Top of RECORDS TO PROCESS

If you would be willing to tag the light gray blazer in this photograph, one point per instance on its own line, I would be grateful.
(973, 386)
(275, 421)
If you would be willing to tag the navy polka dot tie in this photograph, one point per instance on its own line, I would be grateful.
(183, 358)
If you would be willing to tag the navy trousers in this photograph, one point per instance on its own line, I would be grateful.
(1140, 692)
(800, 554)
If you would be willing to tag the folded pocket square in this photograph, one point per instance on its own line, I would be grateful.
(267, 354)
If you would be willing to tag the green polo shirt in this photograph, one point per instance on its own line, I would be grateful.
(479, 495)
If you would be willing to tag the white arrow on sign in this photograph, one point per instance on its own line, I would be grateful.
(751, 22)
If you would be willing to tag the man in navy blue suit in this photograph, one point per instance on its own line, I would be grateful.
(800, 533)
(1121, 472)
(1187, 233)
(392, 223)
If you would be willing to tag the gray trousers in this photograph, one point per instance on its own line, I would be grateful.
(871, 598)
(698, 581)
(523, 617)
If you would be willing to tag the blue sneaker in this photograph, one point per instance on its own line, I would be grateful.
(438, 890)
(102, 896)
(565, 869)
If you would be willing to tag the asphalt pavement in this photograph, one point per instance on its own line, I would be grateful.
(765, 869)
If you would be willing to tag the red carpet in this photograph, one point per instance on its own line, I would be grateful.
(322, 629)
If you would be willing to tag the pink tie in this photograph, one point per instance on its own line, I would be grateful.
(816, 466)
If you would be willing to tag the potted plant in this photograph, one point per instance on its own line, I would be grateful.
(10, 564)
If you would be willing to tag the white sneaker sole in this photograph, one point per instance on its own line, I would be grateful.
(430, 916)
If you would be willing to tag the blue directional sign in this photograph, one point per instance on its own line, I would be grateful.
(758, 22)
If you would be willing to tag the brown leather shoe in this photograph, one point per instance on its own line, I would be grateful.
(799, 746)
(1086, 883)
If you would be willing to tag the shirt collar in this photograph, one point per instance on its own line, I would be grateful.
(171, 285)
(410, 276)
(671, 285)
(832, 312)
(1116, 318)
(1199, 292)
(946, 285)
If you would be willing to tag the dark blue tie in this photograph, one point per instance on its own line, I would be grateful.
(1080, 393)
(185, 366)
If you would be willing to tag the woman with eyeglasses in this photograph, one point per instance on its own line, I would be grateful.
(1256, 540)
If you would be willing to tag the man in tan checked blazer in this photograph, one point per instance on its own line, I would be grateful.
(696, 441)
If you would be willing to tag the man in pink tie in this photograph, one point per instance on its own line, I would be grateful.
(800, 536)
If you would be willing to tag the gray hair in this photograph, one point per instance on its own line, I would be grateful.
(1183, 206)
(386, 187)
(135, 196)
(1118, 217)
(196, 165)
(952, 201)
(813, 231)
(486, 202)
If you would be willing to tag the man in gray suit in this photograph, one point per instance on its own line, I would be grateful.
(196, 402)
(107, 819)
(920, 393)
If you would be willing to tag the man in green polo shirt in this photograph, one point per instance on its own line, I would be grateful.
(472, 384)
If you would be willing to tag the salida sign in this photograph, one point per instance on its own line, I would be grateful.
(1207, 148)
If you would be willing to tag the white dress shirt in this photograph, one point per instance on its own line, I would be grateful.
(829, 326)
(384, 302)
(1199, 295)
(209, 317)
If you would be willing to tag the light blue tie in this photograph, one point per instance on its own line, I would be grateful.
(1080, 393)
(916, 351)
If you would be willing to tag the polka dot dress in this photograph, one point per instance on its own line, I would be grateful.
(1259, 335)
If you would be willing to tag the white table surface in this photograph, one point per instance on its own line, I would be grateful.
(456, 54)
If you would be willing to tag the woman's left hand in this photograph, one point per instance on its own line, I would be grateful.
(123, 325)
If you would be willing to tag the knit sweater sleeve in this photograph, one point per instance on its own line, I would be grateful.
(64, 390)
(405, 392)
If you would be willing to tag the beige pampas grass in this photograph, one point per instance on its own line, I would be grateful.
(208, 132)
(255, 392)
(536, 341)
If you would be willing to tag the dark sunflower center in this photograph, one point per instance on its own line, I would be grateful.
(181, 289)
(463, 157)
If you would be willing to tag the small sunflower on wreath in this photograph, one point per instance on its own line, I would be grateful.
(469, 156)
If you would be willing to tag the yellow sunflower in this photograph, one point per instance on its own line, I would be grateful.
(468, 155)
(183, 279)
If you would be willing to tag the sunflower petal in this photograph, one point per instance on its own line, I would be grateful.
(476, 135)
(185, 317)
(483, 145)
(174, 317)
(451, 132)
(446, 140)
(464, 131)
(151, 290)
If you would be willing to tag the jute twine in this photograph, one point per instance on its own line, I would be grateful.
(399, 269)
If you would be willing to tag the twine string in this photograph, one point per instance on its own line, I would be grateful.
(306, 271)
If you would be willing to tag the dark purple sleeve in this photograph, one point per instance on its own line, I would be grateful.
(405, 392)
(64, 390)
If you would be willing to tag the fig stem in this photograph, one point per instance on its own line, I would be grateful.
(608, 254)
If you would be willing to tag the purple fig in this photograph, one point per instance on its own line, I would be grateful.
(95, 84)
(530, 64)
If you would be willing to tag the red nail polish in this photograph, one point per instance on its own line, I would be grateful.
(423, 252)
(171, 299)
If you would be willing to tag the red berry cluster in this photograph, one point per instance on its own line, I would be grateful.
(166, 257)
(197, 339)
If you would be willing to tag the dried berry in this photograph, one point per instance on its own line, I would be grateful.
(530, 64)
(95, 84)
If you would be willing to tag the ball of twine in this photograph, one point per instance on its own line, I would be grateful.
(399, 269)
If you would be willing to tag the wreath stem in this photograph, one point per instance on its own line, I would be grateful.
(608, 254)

Bottom of RECORDS TO PROCESS

• [TASK DETAILS]
Nothing should be dropped. Retype each line above as it is.

• [ANSWER TO THIS TASK]
If you would be willing to tag the light gray blazer in this photograph, one point per instance on its own line, I would be grateful.
(973, 386)
(275, 421)
If you would be willing to tag the navy polka dot tie in this photograph, one point per instance on its own line, I would be grateful.
(183, 358)
If you would be willing to tag the navy trousers in this photograph, one point per instance on its own line, I would be grateful.
(1140, 692)
(800, 554)
If you would be willing to tag the folded pocket square in this photograph, one point per instance on its own line, I would be grateful.
(267, 354)
If you would be willing to tag the green polo shirt in this photograph, one point per instance on its own line, I would be grateful.
(479, 495)
If you would be willing to tag the white arrow on sign in this photograph, one point per instance on its own line, I would be grateful.
(751, 22)
If you would be willing to tag the man in navy blue suit in this photograph, one point per instance on its own line, I would be grateful.
(800, 533)
(1121, 472)
(1187, 233)
(392, 223)
If you would be willing to tag the gray trousers in this photograph, one point per instance on its own line, I would be grateful.
(871, 598)
(698, 581)
(523, 617)
If you would be willing to tag the blue sneaker in this photograph, one point per instance on its own line, I would be grateful.
(438, 890)
(102, 896)
(565, 869)
If you would be willing to tag the asphalt pavement in this photograph, one point per instance on its own line, I would be grateful.
(765, 869)
If you would be willing to tag the red carpet in this photograph, one point per instance on its own line, I would be grateful.
(322, 629)
If you would be willing to tag the pink tie in this photograph, one point per instance on its own line, I would be grateful.
(816, 466)
If you would be willing to tag the potted plant in this photograph, one point per instance on its own line, I would be grateful.
(10, 564)
If you would be willing to tag the white sneaker sole in this photograph, one point per instance on its own line, I would be grateful.
(430, 916)
If you would be willing to tag the blue directional sign in this photograph, one point per instance on its own line, I would be grateful.
(758, 22)
If you would be willing to tag the brown leather shoe in this photograph, one point per instance on its own line, I would be grateful.
(799, 746)
(1086, 883)
If you would be willing to tag the shirt collar in this photograph, one point per instance on its own line, I would be grateful.
(171, 285)
(410, 276)
(671, 285)
(832, 312)
(1116, 318)
(1199, 292)
(946, 285)
If you would be willing to tag the dark blue tie in this photograph, one point per instance on its own line, I would be grateful.
(1080, 393)
(185, 366)
If you would be willing to tag the woman with eyeglasses in this photograph, one point per instance on its own line, I would be grateful.
(1256, 540)
If you would be willing to tag the man in tan checked blazer in this photograph, one point per instance on its own line, I would be grateful.
(696, 441)
If you would be willing to tag the man in pink tie in this photograph, one point per instance on its own line, I would be grateful.
(800, 536)
If you would be willing to tag the gray hair in this photograph, one point per instance on its own line, I would be grateful.
(1183, 206)
(386, 187)
(135, 196)
(1118, 217)
(196, 165)
(952, 201)
(813, 231)
(486, 202)
If you would be willing to tag the man in gray suit in this photograph, one point per instance on its own line, I would be grateful.
(196, 402)
(107, 819)
(920, 393)
If you would be willing to tag the man in green polo shirt in this photograph, one point per instance on its own line, I would be grateful.
(472, 384)
If you would be willing to tag the salida sign in this photograph, one point per instance on its own line, I would be grateful.
(1207, 148)
If you would be willing to tag the white dress shirt in this photograph, one point per instance on its own line, I would be grateful.
(829, 326)
(384, 302)
(1199, 295)
(209, 317)
If you would be willing to tag the light blue tie in this photograph, one point per instance on its own line, I would be grateful.
(1080, 393)
(916, 351)
If you would be willing to tag the polka dot dress in this photograph, one point per instance on its own line, I would be grateful.
(1259, 335)
If you would be willing to tag the white table surface in this photograph, one point per instance on its own line, I would be grateful.
(456, 54)
If you would be willing to tag the woman's left hand in this photograph, one point per instance on its own line, I would be grateful.
(123, 325)
If you would be willing to tag the knit sweater sleeve in this photograph, one point per instance on its own line, I would be grateful.
(64, 390)
(405, 392)
If you would be willing to tag the beige pampas grass in this photograph, one point per instance on its own line, I would be grateful.
(208, 132)
(255, 392)
(536, 341)
If you would be willing to tag the dark sunflower center in this photograph, one point per instance on its own line, I would be grateful.
(181, 289)
(463, 157)
If you would be willing to tag the small sunflower on wreath in this photograph, one point per instance on its own line, I would be grateful.
(469, 156)
If you would be willing to tag the yellow sunflower in this photograph, one point per instance on its own line, I would be grateful.
(468, 155)
(183, 279)
If you would be willing to tag the sunflower petal in this photograph, one point per instance on its own line, I would be grateful.
(476, 135)
(185, 317)
(483, 145)
(174, 317)
(451, 132)
(446, 140)
(464, 131)
(151, 290)
If you would be willing to tag the jute twine in this photograph, one point per instance on its own line, I would be grateful.
(399, 269)
If you would be willing to tag the twine string in this photograph, one point per instance on its own line, I would be grateful.
(306, 271)
If you would be willing to tag the dark purple sleeve in this photograph, one point per instance on its own line, I would be grateful.
(405, 392)
(64, 390)
If you would be willing to tag the fig stem in this photograph, one point per instance on its own line, I would be grateful.
(608, 254)
If you would be willing to tag the purple fig in this photograph, one point per instance on its own line, I would be grateful.
(95, 84)
(530, 64)
If you would be willing to tag the red nail polish in this photograph, one point per instance on its own line, I would be grateful.
(423, 252)
(171, 299)
If you would be willing to tag the red berry cluster in this photograph, one point per instance on its own line, I would be grateful.
(166, 257)
(197, 339)
If you would be willing to tag the dried berry in this photograph, one point per instance on its own line, I would be grateful.
(530, 64)
(95, 84)
If you would be willing to tag the ball of twine in this photograph, one point per instance on its own line, I would be grateful.
(399, 269)
If you would be willing to tag the wreath stem in this photograph, one point per instance on its own line, I would be grateful.
(608, 254)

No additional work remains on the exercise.